Pick out every line of the listing below that contains the word "metal" and copy each one unchanged.

### Data provided
□ □ □ □

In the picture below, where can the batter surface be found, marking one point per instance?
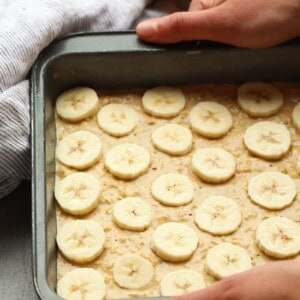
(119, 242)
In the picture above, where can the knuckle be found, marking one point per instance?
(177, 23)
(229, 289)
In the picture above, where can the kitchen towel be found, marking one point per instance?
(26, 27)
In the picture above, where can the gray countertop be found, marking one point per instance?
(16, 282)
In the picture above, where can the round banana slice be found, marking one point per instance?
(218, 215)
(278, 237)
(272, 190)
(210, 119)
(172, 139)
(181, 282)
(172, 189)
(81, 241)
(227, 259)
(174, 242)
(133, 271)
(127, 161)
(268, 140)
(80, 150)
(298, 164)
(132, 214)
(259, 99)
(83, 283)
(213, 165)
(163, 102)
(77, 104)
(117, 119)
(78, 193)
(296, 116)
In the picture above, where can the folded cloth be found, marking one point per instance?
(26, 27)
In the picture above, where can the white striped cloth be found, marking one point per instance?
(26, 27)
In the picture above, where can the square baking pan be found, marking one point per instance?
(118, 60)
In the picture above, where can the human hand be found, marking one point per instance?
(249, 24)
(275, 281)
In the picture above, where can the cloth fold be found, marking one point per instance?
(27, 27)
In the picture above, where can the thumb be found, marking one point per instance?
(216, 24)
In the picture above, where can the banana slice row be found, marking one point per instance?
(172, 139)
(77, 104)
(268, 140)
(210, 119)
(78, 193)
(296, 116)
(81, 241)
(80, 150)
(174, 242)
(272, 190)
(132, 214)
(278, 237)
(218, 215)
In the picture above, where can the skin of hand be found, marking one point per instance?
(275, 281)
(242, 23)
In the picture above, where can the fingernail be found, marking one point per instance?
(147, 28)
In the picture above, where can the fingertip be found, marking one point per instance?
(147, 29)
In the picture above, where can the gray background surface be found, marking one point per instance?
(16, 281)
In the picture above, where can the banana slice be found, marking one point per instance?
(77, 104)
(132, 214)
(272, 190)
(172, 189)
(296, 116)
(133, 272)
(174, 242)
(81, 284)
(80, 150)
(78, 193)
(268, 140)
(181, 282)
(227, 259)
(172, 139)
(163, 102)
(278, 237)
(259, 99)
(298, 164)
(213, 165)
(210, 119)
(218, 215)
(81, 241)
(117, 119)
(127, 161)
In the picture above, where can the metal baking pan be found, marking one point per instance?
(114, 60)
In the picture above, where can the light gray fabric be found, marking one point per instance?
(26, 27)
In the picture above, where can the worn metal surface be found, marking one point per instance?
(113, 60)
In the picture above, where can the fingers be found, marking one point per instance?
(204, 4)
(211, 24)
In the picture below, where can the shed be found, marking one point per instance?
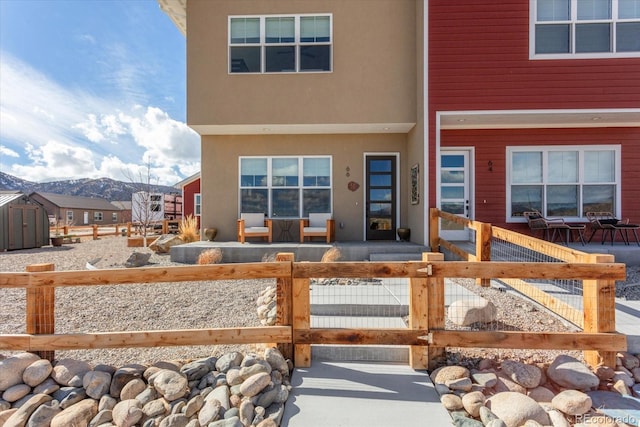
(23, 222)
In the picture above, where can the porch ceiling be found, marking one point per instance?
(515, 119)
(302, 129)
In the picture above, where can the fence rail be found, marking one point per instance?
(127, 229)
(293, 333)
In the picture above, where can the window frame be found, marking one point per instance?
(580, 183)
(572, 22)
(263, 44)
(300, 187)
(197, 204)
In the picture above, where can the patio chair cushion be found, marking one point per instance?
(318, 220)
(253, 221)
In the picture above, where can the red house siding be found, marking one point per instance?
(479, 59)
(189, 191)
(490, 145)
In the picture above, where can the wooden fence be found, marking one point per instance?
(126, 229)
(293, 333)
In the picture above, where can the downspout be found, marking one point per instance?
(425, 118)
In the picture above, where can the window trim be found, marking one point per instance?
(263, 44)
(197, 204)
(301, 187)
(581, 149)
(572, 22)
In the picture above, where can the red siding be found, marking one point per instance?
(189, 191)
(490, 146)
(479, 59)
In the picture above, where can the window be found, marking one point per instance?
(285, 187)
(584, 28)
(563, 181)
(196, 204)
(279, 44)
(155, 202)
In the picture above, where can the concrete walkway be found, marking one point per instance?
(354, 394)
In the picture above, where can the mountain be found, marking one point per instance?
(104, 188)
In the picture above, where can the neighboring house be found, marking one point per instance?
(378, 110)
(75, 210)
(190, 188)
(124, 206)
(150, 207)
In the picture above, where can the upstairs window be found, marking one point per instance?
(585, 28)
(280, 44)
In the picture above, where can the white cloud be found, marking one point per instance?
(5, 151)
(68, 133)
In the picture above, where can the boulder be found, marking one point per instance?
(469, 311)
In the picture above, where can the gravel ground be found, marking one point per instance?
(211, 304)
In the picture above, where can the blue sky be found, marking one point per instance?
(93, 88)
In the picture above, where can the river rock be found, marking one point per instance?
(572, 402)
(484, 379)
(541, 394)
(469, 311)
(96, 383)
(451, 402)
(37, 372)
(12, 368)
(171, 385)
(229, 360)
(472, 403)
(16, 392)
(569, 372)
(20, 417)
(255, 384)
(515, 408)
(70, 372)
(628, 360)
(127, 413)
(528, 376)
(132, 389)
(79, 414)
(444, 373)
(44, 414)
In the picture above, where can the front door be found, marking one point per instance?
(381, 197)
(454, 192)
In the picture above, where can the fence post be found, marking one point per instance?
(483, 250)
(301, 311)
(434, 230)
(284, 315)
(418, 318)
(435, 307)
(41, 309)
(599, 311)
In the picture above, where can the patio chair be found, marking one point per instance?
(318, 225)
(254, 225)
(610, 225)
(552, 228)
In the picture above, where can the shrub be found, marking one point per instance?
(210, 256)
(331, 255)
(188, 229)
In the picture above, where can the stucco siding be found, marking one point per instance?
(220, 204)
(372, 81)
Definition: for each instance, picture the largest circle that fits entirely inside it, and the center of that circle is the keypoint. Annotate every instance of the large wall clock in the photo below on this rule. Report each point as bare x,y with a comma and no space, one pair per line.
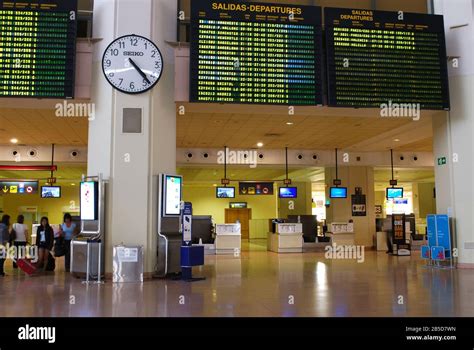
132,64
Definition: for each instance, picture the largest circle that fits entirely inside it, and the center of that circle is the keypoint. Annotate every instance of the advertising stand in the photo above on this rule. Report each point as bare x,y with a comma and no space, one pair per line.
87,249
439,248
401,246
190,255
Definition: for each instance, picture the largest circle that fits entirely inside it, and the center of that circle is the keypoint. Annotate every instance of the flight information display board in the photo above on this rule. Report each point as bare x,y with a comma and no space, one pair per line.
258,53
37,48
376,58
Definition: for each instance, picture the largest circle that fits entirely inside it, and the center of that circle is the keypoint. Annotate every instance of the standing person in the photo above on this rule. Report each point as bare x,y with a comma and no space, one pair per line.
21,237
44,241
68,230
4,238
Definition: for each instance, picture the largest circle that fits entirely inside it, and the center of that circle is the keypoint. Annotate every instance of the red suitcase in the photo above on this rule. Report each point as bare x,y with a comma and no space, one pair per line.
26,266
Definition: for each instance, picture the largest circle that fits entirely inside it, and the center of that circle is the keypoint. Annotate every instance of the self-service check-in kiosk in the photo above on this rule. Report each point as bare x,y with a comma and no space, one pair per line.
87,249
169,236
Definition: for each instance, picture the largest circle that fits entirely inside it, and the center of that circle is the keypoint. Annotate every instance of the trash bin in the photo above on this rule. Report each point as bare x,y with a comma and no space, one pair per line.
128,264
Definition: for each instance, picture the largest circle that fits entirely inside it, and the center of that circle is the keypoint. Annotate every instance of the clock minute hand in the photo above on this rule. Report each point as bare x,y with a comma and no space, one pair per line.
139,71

□ □ □ □

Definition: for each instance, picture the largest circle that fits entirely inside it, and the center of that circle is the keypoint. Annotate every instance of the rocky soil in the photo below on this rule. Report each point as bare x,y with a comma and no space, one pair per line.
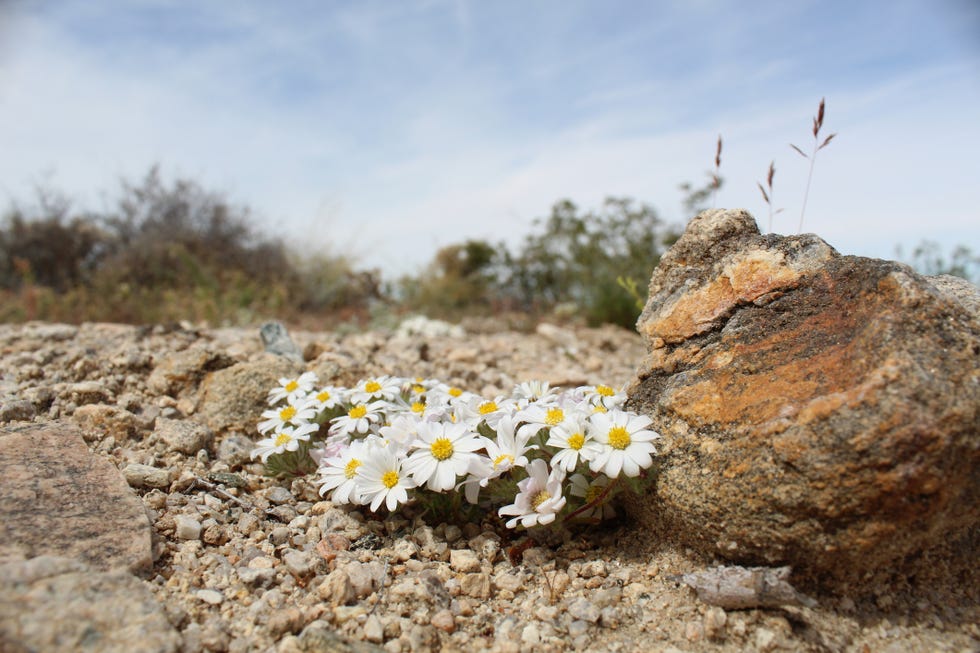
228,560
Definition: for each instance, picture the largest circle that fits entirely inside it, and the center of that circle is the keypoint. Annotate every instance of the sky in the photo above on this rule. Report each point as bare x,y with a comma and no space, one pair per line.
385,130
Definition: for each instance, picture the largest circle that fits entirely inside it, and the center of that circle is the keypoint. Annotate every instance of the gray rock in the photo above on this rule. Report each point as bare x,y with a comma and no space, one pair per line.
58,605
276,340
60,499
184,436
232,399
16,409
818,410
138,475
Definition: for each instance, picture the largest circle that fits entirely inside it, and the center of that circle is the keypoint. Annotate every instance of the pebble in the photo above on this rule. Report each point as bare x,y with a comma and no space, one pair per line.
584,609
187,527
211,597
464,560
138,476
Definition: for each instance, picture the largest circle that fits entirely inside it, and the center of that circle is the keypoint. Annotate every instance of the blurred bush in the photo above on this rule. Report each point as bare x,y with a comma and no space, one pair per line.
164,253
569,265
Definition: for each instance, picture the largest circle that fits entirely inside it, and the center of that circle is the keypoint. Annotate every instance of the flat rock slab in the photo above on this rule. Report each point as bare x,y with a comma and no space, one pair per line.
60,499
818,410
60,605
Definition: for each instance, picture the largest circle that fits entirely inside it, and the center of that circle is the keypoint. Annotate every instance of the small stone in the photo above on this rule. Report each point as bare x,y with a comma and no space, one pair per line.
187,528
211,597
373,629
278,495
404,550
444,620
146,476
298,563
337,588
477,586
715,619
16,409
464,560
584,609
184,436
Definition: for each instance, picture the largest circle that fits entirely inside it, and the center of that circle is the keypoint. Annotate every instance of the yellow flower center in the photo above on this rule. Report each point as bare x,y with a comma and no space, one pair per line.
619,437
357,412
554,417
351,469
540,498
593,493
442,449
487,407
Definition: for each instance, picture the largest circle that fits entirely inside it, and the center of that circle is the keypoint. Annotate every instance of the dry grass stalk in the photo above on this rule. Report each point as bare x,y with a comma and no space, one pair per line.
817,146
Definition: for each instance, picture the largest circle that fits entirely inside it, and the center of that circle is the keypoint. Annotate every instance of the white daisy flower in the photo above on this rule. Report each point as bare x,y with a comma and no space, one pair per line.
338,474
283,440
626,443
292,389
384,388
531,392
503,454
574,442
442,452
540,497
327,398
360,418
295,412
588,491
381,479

□ □ □ □

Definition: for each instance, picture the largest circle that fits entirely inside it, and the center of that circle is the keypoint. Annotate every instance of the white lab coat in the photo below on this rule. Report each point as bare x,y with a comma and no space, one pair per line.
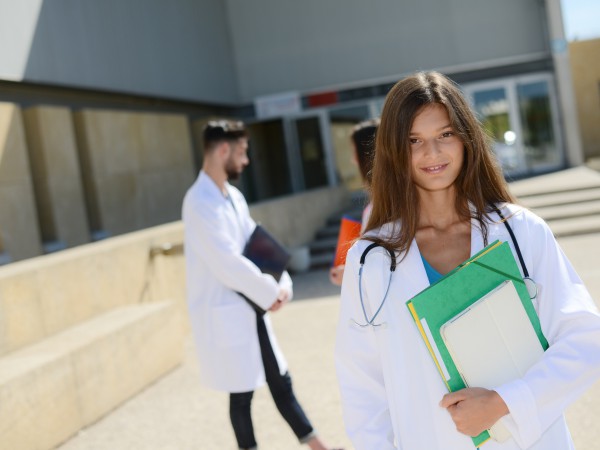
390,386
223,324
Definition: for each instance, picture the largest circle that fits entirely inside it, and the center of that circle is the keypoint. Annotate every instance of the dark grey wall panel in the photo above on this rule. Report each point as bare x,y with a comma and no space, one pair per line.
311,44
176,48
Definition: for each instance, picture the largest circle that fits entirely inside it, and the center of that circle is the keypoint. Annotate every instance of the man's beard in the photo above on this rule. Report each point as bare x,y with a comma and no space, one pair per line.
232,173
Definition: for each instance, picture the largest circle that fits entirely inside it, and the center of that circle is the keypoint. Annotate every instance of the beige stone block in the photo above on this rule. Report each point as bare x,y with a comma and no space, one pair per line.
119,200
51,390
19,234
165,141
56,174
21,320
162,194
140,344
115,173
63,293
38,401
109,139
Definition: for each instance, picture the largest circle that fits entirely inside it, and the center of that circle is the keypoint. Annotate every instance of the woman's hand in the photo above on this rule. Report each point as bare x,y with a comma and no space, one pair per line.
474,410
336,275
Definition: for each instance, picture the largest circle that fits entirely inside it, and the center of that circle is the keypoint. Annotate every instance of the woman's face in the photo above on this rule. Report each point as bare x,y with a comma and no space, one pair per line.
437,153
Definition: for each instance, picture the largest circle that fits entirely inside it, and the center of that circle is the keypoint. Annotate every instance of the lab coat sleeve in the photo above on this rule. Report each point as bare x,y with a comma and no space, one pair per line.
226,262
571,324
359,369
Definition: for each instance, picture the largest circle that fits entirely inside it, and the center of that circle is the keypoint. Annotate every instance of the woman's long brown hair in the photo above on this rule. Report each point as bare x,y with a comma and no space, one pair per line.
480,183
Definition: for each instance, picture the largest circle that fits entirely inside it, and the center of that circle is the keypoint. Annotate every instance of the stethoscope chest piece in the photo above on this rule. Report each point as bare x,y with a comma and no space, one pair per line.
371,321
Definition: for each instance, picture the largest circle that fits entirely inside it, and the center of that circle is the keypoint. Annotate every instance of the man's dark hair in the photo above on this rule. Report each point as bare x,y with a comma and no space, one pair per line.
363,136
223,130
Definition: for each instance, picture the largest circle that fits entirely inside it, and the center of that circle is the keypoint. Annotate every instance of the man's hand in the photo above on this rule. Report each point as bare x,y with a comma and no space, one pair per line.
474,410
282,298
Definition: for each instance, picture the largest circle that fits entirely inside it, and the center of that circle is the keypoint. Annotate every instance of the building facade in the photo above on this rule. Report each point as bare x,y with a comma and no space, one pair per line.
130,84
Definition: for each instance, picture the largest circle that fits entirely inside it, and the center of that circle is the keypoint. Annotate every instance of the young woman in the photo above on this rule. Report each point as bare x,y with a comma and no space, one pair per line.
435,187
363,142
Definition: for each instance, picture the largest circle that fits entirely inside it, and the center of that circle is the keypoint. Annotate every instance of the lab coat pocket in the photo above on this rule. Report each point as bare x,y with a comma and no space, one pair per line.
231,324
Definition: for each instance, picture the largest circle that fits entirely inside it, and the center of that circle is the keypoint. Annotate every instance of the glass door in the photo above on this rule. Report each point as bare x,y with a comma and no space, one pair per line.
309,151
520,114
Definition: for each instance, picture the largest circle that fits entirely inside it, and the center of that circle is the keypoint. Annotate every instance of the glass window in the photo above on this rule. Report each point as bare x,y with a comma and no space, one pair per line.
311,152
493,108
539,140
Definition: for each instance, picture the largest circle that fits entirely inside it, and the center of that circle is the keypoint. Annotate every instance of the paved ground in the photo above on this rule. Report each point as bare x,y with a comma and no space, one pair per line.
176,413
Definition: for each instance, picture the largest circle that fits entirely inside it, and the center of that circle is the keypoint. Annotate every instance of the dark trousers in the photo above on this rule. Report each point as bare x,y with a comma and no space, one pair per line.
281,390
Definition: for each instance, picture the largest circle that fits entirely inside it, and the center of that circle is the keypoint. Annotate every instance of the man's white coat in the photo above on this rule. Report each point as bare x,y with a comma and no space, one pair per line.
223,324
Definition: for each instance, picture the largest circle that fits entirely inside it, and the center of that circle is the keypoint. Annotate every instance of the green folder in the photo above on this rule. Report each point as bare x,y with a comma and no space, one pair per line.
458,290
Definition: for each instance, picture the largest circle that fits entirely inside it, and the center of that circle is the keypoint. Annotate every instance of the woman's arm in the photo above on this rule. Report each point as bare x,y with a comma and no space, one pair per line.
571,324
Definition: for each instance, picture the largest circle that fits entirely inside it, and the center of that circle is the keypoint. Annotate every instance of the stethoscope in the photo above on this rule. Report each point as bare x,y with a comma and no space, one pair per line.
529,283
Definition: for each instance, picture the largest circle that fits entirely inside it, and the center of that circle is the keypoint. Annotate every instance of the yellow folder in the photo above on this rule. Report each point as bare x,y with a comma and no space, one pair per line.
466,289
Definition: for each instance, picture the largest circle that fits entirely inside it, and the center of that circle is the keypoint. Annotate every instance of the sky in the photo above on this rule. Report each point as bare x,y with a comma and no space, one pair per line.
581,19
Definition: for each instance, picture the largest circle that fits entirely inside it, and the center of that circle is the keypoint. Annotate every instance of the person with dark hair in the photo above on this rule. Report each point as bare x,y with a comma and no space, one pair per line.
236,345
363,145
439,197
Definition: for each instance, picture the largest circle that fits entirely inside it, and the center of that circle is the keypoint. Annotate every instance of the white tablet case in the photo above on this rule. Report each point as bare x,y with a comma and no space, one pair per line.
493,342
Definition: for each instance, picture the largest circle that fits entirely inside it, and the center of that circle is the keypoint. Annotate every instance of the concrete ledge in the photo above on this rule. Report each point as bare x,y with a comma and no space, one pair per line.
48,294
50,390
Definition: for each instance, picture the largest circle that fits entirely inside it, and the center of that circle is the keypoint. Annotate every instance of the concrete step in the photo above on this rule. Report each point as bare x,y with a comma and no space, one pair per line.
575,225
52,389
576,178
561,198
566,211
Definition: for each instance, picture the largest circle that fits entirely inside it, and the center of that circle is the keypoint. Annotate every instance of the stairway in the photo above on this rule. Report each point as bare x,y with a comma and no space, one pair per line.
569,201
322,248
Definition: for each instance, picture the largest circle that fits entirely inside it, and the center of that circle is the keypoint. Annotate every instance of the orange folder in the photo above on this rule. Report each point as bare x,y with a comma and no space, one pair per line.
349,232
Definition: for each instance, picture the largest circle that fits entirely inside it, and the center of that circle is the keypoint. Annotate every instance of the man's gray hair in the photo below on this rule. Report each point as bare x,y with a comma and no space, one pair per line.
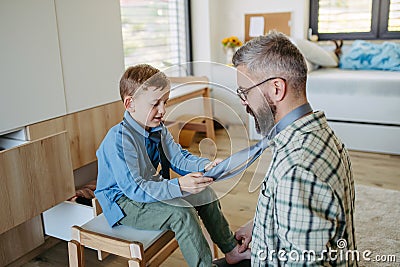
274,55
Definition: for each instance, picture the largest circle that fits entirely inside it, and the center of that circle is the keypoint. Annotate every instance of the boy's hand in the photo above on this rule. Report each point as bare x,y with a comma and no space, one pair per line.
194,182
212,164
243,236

□ □ □ □

### Result of this exercise
In the picture above, where can the metal baking pan be found, marking one point per instance?
In the picture above, where can the worn metal surface be found, marking one point per instance?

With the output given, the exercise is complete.